• What you need to do:
Search the entries below for the word "office" and copy every line where it appears.
### Dataset extract ###
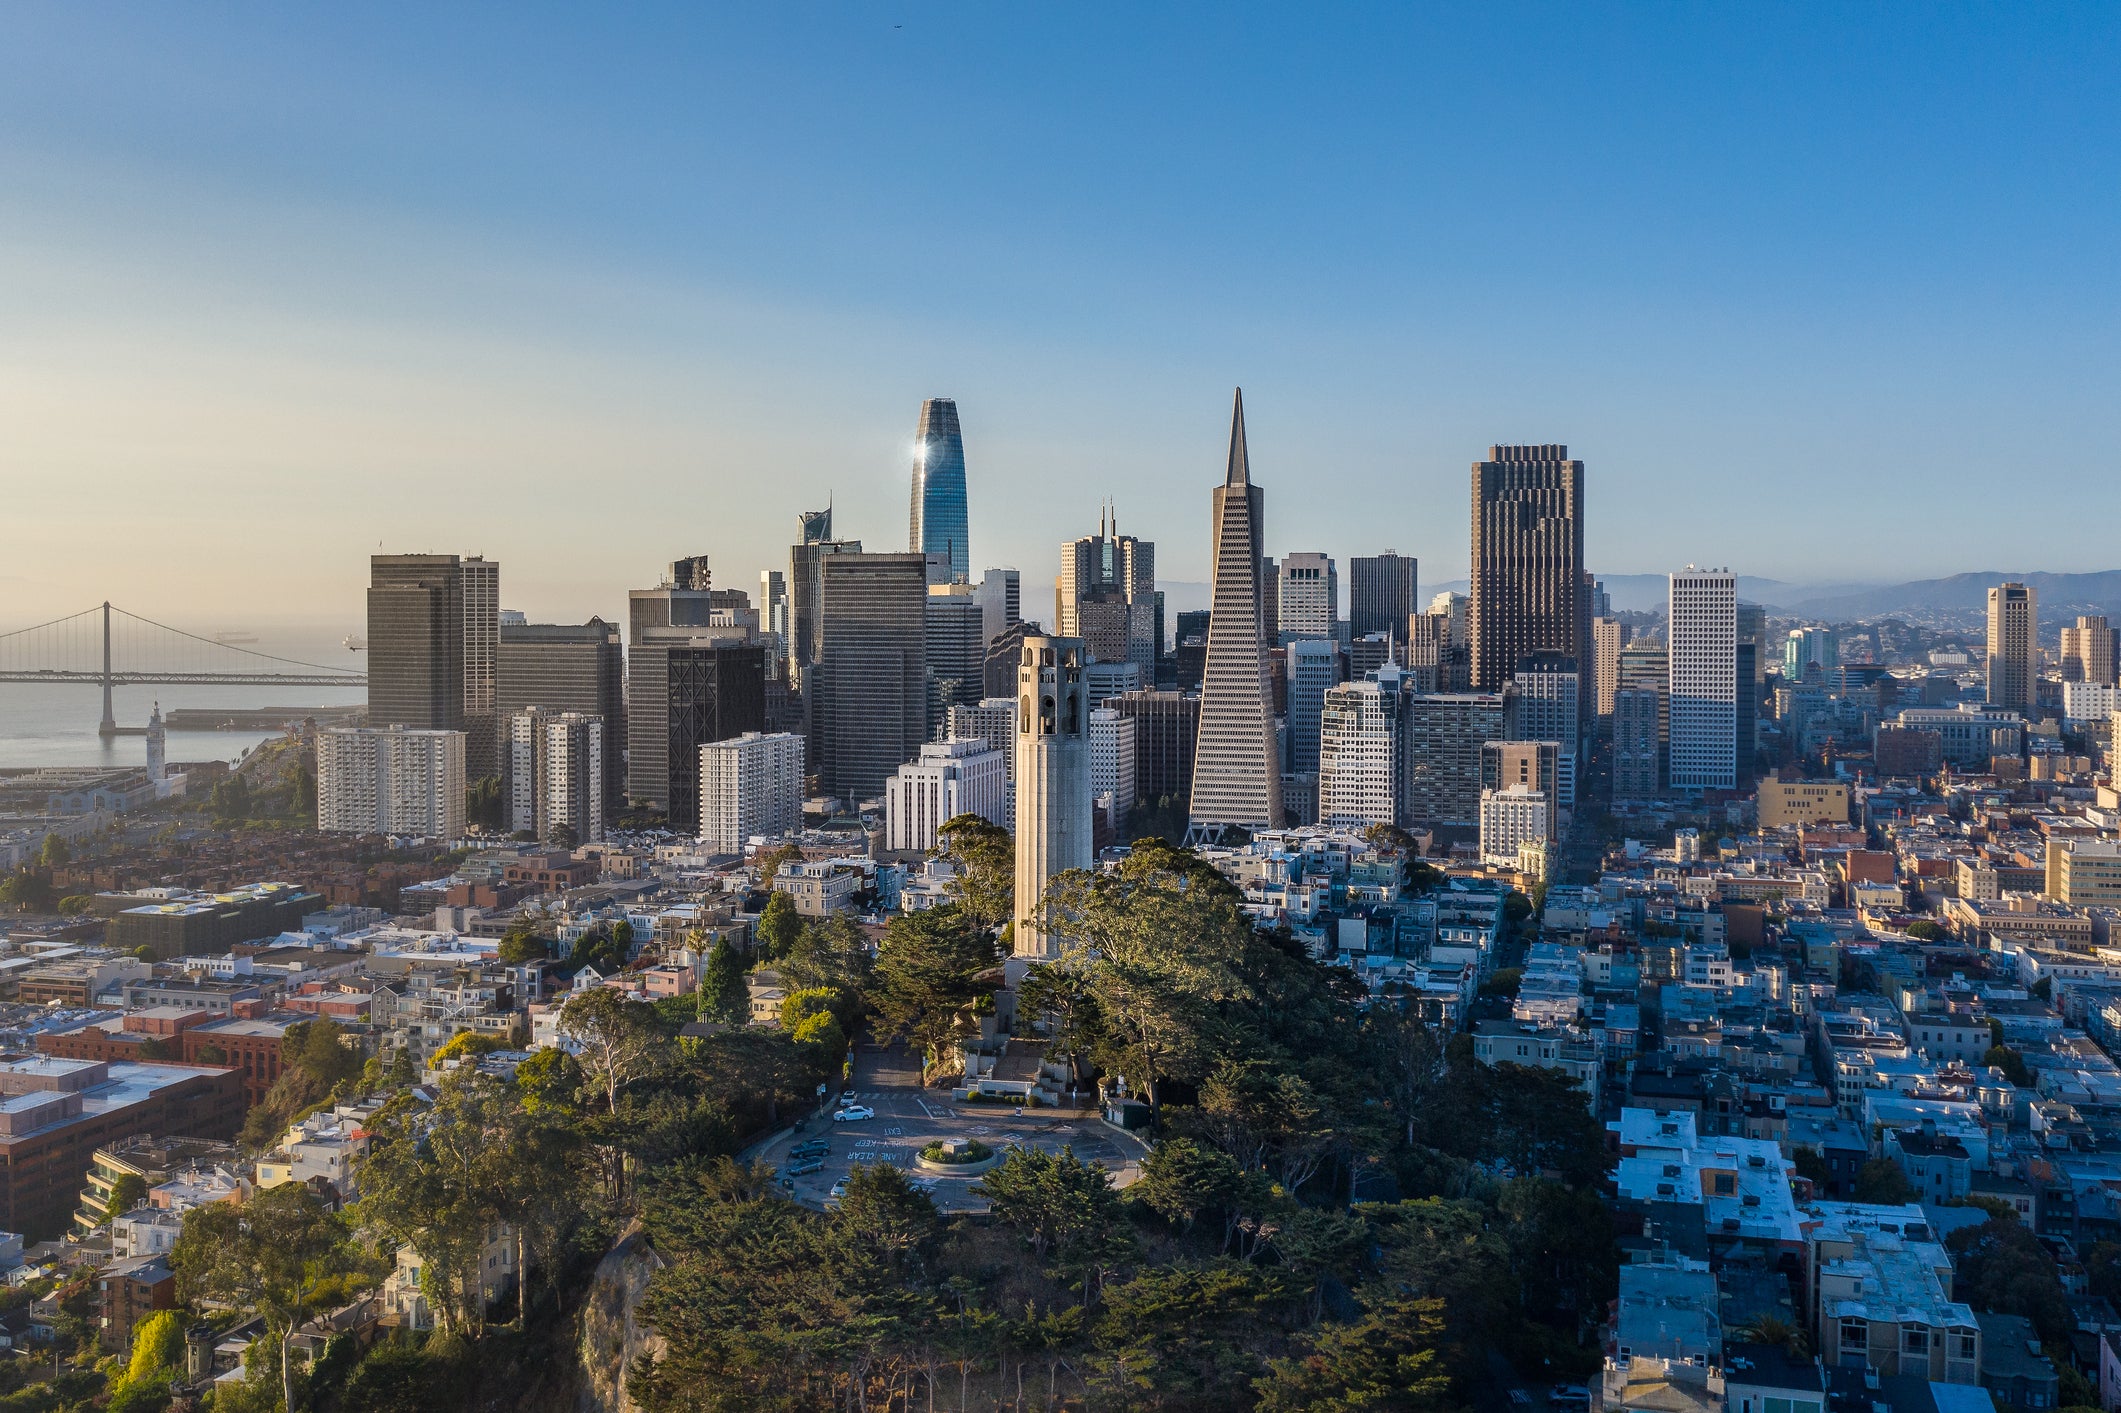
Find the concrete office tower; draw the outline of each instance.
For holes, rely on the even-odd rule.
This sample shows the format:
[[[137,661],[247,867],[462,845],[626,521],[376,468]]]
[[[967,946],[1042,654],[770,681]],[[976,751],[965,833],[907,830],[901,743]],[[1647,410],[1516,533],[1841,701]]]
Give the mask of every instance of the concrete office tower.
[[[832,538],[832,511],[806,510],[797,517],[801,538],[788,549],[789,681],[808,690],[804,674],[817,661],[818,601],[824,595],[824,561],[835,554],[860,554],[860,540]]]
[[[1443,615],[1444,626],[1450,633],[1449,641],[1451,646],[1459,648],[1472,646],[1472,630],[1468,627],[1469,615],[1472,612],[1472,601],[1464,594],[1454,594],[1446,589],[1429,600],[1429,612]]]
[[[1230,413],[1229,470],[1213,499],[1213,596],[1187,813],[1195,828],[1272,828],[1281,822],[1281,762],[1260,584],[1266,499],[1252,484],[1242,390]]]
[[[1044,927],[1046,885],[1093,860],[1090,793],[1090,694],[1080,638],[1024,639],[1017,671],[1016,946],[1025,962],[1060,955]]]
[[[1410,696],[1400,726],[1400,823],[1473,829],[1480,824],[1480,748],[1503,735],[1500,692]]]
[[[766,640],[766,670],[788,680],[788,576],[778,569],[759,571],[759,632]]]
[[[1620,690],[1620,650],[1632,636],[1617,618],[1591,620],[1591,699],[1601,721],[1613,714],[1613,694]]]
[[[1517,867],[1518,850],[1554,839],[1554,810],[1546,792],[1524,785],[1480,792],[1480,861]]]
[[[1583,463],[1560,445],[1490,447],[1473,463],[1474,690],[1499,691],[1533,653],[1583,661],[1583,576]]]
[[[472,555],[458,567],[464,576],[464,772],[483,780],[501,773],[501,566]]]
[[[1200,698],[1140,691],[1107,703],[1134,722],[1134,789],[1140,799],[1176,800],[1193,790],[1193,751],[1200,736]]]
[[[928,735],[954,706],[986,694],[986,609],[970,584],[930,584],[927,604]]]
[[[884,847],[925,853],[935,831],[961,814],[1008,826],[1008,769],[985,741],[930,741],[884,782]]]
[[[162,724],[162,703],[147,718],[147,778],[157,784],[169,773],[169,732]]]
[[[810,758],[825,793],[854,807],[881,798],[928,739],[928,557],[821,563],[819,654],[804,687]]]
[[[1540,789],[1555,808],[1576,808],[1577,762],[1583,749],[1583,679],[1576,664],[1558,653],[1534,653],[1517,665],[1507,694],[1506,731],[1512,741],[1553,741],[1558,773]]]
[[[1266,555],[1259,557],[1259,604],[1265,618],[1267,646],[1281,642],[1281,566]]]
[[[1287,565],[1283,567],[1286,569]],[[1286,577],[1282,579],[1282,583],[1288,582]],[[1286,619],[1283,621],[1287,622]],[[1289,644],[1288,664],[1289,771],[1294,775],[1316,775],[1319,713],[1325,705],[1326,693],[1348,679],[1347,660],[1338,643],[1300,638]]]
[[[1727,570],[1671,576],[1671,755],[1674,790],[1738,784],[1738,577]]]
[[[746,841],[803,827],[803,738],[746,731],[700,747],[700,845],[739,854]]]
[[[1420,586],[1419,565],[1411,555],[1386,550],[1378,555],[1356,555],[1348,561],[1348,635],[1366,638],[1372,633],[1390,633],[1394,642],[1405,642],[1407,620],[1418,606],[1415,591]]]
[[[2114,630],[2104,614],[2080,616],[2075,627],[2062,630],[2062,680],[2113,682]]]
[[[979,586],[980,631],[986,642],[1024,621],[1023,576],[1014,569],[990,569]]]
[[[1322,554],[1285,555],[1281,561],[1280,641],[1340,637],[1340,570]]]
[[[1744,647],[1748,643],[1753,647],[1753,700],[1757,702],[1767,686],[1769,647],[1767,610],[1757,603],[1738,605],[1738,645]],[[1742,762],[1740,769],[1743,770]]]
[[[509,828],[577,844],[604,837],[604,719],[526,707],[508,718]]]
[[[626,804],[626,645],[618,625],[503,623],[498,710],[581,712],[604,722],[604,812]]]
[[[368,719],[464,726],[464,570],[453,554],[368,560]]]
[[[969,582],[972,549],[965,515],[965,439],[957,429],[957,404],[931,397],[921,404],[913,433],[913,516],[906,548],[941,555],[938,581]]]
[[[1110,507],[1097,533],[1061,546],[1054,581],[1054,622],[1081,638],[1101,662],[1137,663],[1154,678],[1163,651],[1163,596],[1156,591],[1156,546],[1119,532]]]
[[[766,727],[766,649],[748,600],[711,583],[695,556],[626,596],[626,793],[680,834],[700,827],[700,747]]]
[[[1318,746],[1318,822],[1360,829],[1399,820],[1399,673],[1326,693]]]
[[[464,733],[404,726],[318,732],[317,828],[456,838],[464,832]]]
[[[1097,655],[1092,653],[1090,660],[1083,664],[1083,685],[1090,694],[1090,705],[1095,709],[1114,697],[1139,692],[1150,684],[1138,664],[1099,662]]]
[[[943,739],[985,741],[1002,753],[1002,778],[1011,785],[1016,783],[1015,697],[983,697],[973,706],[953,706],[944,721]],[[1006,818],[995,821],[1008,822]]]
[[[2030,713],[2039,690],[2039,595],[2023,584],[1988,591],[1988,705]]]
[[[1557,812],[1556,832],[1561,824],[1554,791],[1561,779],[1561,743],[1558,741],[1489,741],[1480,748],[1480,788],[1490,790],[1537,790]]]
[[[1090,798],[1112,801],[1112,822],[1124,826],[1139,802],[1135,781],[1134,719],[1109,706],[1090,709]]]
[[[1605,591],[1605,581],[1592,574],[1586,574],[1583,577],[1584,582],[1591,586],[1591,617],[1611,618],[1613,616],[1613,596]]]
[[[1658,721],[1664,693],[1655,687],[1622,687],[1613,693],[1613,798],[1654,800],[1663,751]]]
###
• Exercise output:
Find the concrete office tower; draw the outline of each instance.
Give the mask of every instance of the concrete office tower.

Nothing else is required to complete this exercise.